--- TEKST DO CZYTANIA ---
Zachód będzie dla Kijowa matką wojennej porażki Ukrainy (OPINIA)

pch24.pl 1 miesiąc temu

Sytuacja ukraińskiej armii z każdym tygodniem staje się coraz trudniejsza, a rosyjskie naciski prowadzą nie tylko do kolejnych zysków terytorialnych, ale i do degradacji potencjału przeciwnika. Ograniczone wsparcie Zachodu nie daje perspektyw dla odwrócenia tego trendu. Ukraina nie tylko nie wygrywa tej wojny, ale coraz wyraźniej widać iż jej przyszłość rysuje się w coraz gorszych barwach. Porażkę trzeba będzie jednak jakoś wyjaśnić i kogoś o nią oskarżyć. Najwygodniej będzie zwrócić się przeciwko Zachodowi, a być może szczególnie przeciwko Polsce.

Pasmo porażek

Od ponad roku rosyjska armia prowadzi nieustannie działania ofensywne na wielu kierunkach, ale szczególna intensyfikacja działań ma miejsce w obwodzie donieckim. W październiku ubiegłego roku wraz z ostatecznym załamaniem się ukraińskich prób przełamania pozycji obronnych agresora na Zaporożu i wyczerpania się potencjału wojsk zaatakowanego państwa, Rosjanie sami rozpoczęli działania zaczepne na kierunku Awdijiwki. Od tego czasu działania te są kontynuowane czego efektem było zdobycie przez Rosjan kilku miast, w tym wspomnianego tu, a także Nowohrodiwki, Ukraińska, Sełydowe i Wuhłedaru. W obecnej chwili kolejne dwa miasta – Kurachowe i Wielka Nowosielka – są na skraju upadku. Oprócz tego upadło kilkadziesiąt mniejszych i większych wsi, a Rosjanie prowadzili swoje działania, co prawda na mniejszą skalę, ale nie bez sukcesów, również na innych kierunkach.

Wymiar strat terytorialnych to jednak zaledwie jedna strona ukraińskich porażek i problemów. Drugim i jednocześnie dużo bardziej istotnym aspektem jest postępująca degradacja ukraińskiej armii oraz jej potencjału. Sukcesywnie spada on zamiast rosnąć, na skutek strat osobowych, sprzętowych, a także ograniczenia zachodniego wsparcia działań wielu ukraińskich jednostek. Rozbicie doborowych brygad na przestrzeni ostatnich dwóch lat i niewielki potencjał ich odbudowy sprawia, iż pomimo liczbowego wzrostu, ukraińska armia jest wyraźnie słabsza niż choćby dwa lata temu.
--- FRAGMENT ZBIORU DANYCH ---
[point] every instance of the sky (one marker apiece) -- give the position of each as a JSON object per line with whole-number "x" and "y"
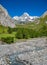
{"x": 18, "y": 7}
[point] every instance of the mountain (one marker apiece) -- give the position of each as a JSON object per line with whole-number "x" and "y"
{"x": 25, "y": 18}
{"x": 44, "y": 14}
{"x": 5, "y": 19}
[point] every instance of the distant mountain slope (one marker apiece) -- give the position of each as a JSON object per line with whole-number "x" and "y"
{"x": 5, "y": 19}
{"x": 25, "y": 18}
{"x": 44, "y": 14}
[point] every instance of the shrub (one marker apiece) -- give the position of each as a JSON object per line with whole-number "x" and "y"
{"x": 19, "y": 34}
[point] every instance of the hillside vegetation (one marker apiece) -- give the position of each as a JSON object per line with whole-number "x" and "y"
{"x": 24, "y": 31}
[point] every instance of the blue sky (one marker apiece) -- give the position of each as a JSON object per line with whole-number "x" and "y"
{"x": 18, "y": 7}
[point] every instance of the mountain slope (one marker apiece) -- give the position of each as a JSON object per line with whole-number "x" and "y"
{"x": 25, "y": 18}
{"x": 5, "y": 19}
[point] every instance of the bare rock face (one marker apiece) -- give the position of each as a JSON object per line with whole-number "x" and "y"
{"x": 5, "y": 19}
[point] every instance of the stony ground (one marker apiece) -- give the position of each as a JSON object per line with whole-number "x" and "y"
{"x": 31, "y": 52}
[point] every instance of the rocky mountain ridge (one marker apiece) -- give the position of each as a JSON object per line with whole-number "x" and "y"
{"x": 5, "y": 19}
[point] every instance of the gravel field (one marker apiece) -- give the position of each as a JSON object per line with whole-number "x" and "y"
{"x": 31, "y": 52}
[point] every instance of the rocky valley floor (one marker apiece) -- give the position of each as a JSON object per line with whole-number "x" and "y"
{"x": 30, "y": 52}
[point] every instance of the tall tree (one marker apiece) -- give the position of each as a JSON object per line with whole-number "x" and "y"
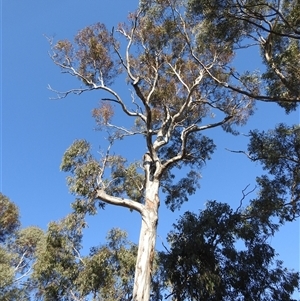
{"x": 181, "y": 69}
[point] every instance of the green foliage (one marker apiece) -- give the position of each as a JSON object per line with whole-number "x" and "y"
{"x": 62, "y": 273}
{"x": 278, "y": 152}
{"x": 179, "y": 58}
{"x": 274, "y": 26}
{"x": 17, "y": 253}
{"x": 207, "y": 262}
{"x": 9, "y": 218}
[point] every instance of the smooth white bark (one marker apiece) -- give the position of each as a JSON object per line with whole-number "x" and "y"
{"x": 146, "y": 249}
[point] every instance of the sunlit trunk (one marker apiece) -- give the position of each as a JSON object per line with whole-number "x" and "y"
{"x": 143, "y": 270}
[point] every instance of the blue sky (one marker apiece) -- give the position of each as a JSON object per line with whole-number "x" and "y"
{"x": 36, "y": 131}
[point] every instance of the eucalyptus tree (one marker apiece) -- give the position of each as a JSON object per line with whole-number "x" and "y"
{"x": 17, "y": 253}
{"x": 183, "y": 82}
{"x": 269, "y": 26}
{"x": 224, "y": 254}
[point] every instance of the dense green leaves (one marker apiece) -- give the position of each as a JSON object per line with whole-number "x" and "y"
{"x": 218, "y": 255}
{"x": 17, "y": 253}
{"x": 180, "y": 59}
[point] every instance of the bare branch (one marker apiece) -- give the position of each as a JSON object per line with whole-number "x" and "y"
{"x": 101, "y": 194}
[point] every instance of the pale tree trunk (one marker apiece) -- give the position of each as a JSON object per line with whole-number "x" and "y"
{"x": 146, "y": 249}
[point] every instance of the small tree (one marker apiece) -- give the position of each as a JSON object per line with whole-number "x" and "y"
{"x": 17, "y": 253}
{"x": 184, "y": 82}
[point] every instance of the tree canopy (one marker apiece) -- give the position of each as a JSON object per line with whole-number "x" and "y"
{"x": 178, "y": 62}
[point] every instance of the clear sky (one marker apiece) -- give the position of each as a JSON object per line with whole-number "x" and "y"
{"x": 36, "y": 131}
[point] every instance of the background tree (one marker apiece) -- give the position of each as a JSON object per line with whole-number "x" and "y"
{"x": 272, "y": 26}
{"x": 61, "y": 272}
{"x": 17, "y": 253}
{"x": 181, "y": 69}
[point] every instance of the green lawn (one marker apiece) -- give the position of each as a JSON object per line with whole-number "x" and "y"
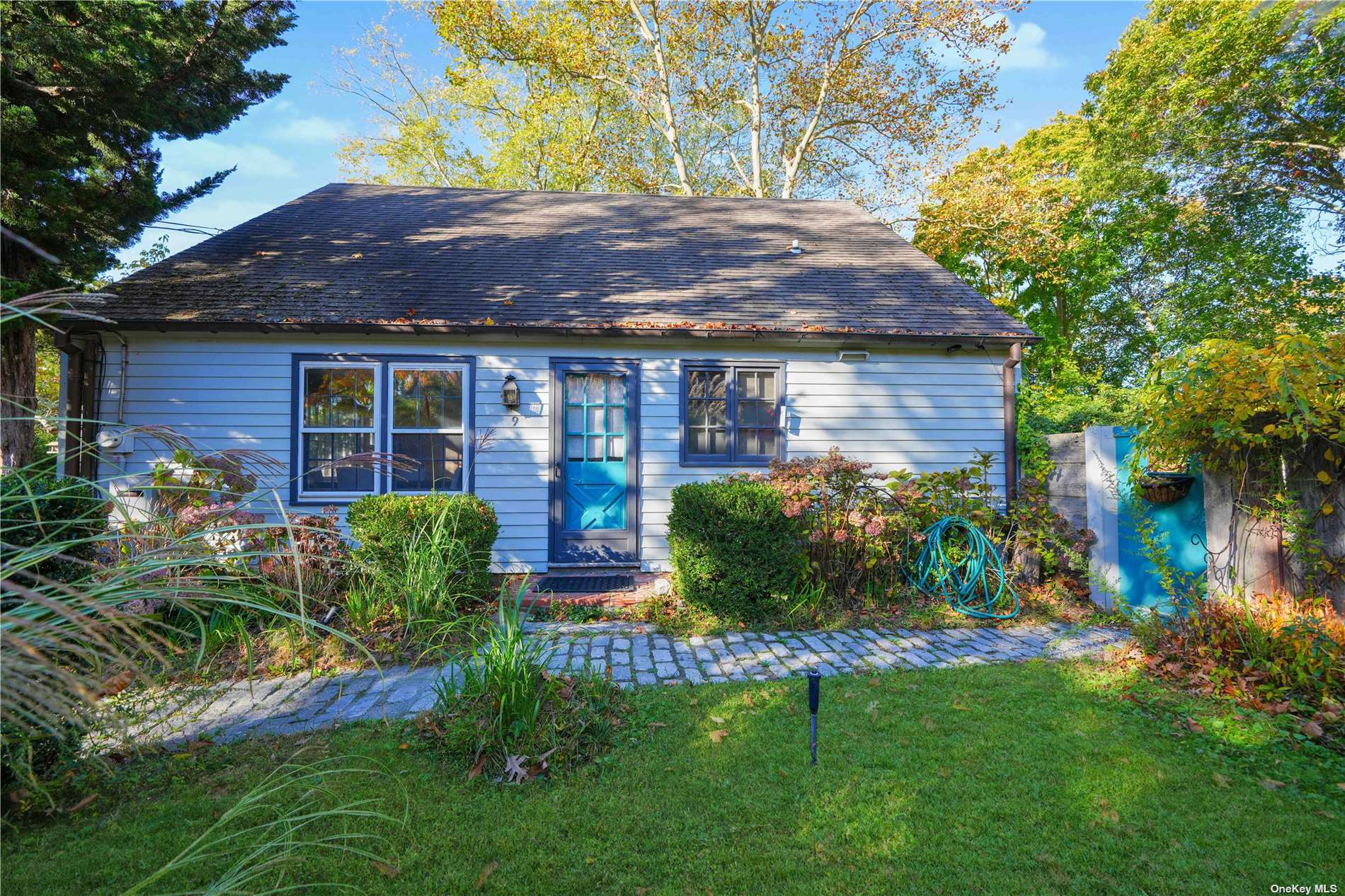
{"x": 1004, "y": 779}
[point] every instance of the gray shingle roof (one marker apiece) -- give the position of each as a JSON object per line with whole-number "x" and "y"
{"x": 373, "y": 255}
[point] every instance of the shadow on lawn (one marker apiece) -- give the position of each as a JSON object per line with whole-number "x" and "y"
{"x": 1022, "y": 788}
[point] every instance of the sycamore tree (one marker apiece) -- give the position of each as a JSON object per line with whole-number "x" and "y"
{"x": 1239, "y": 96}
{"x": 85, "y": 89}
{"x": 701, "y": 98}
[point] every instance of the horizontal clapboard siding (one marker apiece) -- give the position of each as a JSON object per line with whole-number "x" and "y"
{"x": 919, "y": 409}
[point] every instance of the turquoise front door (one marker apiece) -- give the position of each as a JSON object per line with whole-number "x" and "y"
{"x": 593, "y": 507}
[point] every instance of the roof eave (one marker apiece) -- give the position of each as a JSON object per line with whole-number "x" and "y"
{"x": 518, "y": 330}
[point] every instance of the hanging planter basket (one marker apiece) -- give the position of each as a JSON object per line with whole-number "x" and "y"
{"x": 1160, "y": 488}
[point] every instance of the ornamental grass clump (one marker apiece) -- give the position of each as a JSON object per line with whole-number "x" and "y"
{"x": 396, "y": 529}
{"x": 511, "y": 719}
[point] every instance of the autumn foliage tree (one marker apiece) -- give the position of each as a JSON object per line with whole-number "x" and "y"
{"x": 1235, "y": 96}
{"x": 712, "y": 98}
{"x": 1098, "y": 233}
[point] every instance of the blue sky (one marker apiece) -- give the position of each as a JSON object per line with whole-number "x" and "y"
{"x": 285, "y": 147}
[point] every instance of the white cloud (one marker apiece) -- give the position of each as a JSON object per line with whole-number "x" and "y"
{"x": 1028, "y": 50}
{"x": 185, "y": 162}
{"x": 311, "y": 130}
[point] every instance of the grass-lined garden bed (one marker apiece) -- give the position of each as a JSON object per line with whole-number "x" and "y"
{"x": 1009, "y": 779}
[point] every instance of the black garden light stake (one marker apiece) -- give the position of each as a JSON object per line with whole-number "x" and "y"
{"x": 814, "y": 699}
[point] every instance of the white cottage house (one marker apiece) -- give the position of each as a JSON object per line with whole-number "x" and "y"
{"x": 568, "y": 357}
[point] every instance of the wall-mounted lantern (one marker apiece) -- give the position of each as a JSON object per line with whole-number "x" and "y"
{"x": 509, "y": 394}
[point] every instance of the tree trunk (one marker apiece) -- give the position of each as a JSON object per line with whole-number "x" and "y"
{"x": 1320, "y": 481}
{"x": 18, "y": 394}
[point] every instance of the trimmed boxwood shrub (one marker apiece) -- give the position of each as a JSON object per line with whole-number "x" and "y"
---
**ZADANIE PISEMNE**
Kontynuuj tekst o pogarszającej się sytuacji ukraińskiej armii, zaczynając od miejsca, w którym się kończy.

**ODPOWIEDŹ NA ZADANIE**
Utrata doświadczonych i zmotywowanych żołnierzy, którzy stracili życie, odnieśli rany lub trafili do niewoli, miała być kompensowana poprzez rozszerzenie działań mobilizacyjnych. Ich efekty są jednak dalekie od oczekiwanych w Kijowie. Wola walki ze strony przymusowo mobilizowanych rekrutów jest często niewielka. Nie bez znaczenia pozostaje jakość rekruta, który w wielu wypadkach odpowiada opisowi 40 – 50-latka z różnymi objawami chorobowymi. W warunkach pokoju zostałby on odrzucony gdyby zechciał służyć w armii. Niezwykle trudna sytuacja na froncie sprawia, iż szkolenia rekrutów są maksymalnie przyspieszane, a żołnierze trafiają na front pod dowództwem równie niedoświadczonych oficerów.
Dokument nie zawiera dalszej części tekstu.